--- Exercise objective ---
Can you give me these lines again with every "white flower" switched to "yellow flower" and nothing else changed?

=======

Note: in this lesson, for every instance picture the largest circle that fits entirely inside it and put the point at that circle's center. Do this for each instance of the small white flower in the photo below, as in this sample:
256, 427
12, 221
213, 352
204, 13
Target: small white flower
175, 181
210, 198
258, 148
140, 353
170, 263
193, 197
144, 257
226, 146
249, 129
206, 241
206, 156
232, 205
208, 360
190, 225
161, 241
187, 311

=======

--- Output for this exercise ---
Note: in this lesson, for every instance picture the largest circle that fits entirely inside it and put the point at that circle's center. Do this for each instance of the small yellow flower in the photo below, as in this sample:
256, 427
12, 221
213, 352
204, 13
Target: small yellow flower
175, 181
210, 198
258, 148
140, 353
170, 263
193, 197
144, 257
226, 146
249, 129
206, 241
206, 156
232, 205
208, 360
190, 225
161, 241
187, 311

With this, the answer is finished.